* **WHAT IS NEEDED**
Turn every line of the entries below into a numbered list, skipping blank lines and leaving the pictures out.

* **DATASET CONTENT**
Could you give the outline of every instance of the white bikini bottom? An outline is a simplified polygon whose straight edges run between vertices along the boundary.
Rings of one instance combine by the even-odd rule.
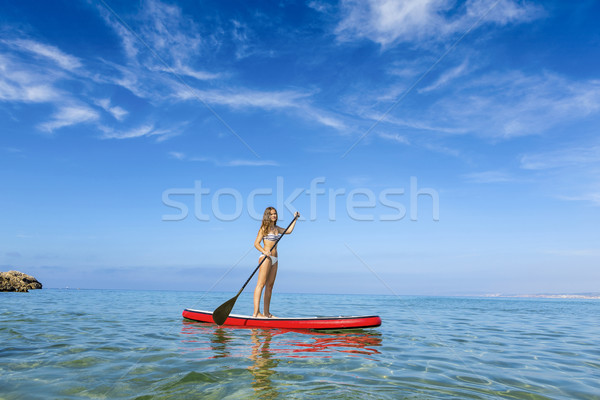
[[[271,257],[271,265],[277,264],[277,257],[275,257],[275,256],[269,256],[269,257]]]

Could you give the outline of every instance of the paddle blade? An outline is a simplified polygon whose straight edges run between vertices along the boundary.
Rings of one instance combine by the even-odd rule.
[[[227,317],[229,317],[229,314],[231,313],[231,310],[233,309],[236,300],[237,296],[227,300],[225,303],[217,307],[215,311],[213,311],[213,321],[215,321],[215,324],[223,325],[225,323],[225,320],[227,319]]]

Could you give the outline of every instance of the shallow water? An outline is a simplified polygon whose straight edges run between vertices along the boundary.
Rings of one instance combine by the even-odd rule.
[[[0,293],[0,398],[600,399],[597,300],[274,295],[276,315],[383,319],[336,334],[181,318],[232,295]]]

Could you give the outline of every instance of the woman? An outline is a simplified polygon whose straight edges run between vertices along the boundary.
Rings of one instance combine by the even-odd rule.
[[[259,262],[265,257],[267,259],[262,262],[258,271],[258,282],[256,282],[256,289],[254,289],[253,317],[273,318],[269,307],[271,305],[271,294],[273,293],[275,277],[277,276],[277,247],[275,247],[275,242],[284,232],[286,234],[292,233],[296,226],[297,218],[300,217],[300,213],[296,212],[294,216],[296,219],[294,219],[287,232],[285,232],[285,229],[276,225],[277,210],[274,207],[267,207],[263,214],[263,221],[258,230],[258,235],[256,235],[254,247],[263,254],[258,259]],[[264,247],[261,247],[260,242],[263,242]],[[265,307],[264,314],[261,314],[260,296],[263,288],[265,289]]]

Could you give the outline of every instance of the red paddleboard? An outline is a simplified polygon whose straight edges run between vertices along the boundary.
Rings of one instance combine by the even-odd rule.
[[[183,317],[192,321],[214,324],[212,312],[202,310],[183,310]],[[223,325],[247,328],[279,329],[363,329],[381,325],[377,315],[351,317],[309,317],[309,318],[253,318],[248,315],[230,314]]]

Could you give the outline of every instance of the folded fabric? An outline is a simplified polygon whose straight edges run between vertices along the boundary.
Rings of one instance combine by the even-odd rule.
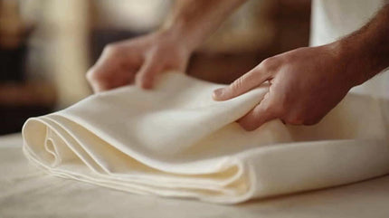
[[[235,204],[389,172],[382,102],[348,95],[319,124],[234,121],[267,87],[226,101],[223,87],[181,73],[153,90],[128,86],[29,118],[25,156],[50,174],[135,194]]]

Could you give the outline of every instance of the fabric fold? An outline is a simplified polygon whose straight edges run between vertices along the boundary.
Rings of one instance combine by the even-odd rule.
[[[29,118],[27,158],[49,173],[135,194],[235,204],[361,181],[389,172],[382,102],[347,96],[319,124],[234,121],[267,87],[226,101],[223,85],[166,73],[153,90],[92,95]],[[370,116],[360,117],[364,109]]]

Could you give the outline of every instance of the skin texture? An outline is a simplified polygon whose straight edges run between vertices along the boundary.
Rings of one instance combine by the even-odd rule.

* **SOLUTION FOR THIS PROBLEM**
1. Could you give the outline of every instance of the white bikini bottom? An outline is a simplified polygon whose straight edges run between vertices along the boundary.
2. Rings of one instance combine by the even-odd rule.
3. [[[271,257],[271,265],[277,264],[277,257],[275,257],[275,256],[269,256],[269,257]]]
4. Could you give the outline of every instance of the paddle blade? An outline is a simplified polygon whose straight edges run between vertices along the boundary.
5. Rings of one instance combine by the even-odd rule.
6. [[[227,317],[229,317],[229,314],[231,313],[231,310],[233,309],[236,300],[237,296],[227,300],[225,303],[217,307],[215,311],[213,311],[213,321],[215,321],[215,324],[223,325],[225,323],[225,320],[227,319]]]
7. Could you give the outline of every instance of the shallow water? An outline is a simplified polygon whose straight edges run between vertices along the boundary.
8. Rings of one instance combine by the even-odd rule.
9. [[[0,293],[0,398],[600,399],[597,300],[274,295],[276,315],[383,319],[336,334],[181,318],[232,295]]]
10. Could you give the outline of every instance of the woman? An outline is a simplified polygon whose straight edges run between vertices along the boundary.
11. Rings of one instance combine by the even-odd rule.
12. [[[259,262],[265,257],[267,259],[262,262],[258,271],[258,282],[256,282],[256,289],[254,289],[253,317],[273,318],[269,307],[271,305],[271,294],[273,293],[275,277],[277,276],[277,247],[275,247],[275,242],[284,232],[286,234],[292,233],[296,226],[297,218],[300,217],[300,213],[296,212],[294,216],[296,219],[294,219],[287,232],[285,232],[285,229],[276,225],[277,210],[274,207],[267,207],[263,214],[263,221],[258,230],[258,235],[256,235],[254,247],[263,254],[258,259]],[[264,247],[261,247],[260,242],[263,242]],[[265,307],[264,314],[261,314],[260,296],[263,288],[265,289]]]
13. Could you give the outline of every instance of the red paddleboard? An outline is a simplified polygon whose straight edges run between vertices along the boundary.
14. Rings of one instance combine by the even-odd rule.
15. [[[183,317],[192,321],[214,324],[212,312],[202,310],[183,310]],[[223,325],[247,328],[279,329],[363,329],[381,325],[377,315],[351,317],[309,317],[309,318],[253,318],[248,315],[230,314]]]
16. Could you give the outline of every instance of the folded fabric? An outline is a simplified polygon whose straight edges run between vertices along the boundary.
17. Rings of one instance combine by the even-odd rule.
18. [[[235,204],[389,172],[382,102],[348,95],[319,124],[234,121],[267,87],[226,101],[223,87],[181,73],[153,90],[128,86],[29,118],[25,156],[50,174],[135,194]]]
19. Could you give the outline of every instance of the fabric fold? An outline is a simplified polygon whose straight edges run between vertices along the boundary.
20. Rings of one instance combine by the even-odd rule.
21. [[[29,118],[27,158],[49,173],[135,194],[235,204],[361,181],[389,172],[382,102],[347,96],[319,124],[234,121],[267,87],[226,101],[223,85],[166,73],[153,90],[92,95]],[[370,116],[360,117],[364,109]]]
22. Could you give the outline of every instance of the skin texture? An outline is a simplified polygon whose straight edges run between vertices along the boundary.
23. Rings of one instance combine by the even-odd rule.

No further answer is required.